Short exercise. Format all of the items below as a JSON list of strings, one string per line, with blank lines omitted.

Input rows.

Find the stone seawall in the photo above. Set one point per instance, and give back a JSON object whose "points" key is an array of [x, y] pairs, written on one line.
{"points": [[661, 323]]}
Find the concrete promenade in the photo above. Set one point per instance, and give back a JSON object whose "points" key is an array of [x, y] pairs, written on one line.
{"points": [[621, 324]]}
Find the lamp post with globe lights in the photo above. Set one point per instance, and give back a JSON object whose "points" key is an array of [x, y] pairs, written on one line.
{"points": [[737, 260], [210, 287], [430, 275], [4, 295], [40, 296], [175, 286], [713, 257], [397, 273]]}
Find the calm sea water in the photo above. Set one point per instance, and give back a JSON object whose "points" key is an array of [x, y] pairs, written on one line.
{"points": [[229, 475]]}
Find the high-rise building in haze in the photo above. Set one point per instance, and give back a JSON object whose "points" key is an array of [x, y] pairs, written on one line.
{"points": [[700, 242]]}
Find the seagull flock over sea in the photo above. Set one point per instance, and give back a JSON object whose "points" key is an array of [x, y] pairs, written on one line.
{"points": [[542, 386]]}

Final result.
[
  "Find the stone seawall in the photo above. Set one point per instance, and give back a JSON object whose \"points\" key is an array of [x, y] pairs, written on one line.",
  "{\"points\": [[661, 323]]}",
  "Find the concrete promenade in the photo above. Set one point per instance, and give back a JSON object whose \"points\" key is an array of [x, y] pairs, written on one line.",
  "{\"points\": [[621, 324]]}",
  "Find the lamp post with globe lights in the photo above. Set one point per instance, and give back a JSON object whose \"points\" key is an array of [x, y] pairs, written on one line.",
  "{\"points\": [[737, 260], [210, 287], [430, 275], [4, 295], [40, 296], [175, 286], [713, 257], [397, 273]]}",
  "Find the calm sea water in the photo above. Set one point per instance, and give back a JSON object whose \"points\" key is an array of [x, y] pairs, written on one line.",
  "{\"points\": [[229, 475]]}",
  "Find the high-rise building in haze in the photo above. Set one point per instance, and give back a JSON object whose \"points\" key is an array of [x, y] pairs, written on one line.",
  "{\"points\": [[700, 242]]}",
  "Find the seagull flock over sea in the photo above. Set one point per instance, and give back a JSON object whose \"points\" key is an array of [x, y] pairs, written on one line.",
  "{\"points\": [[542, 386]]}"
]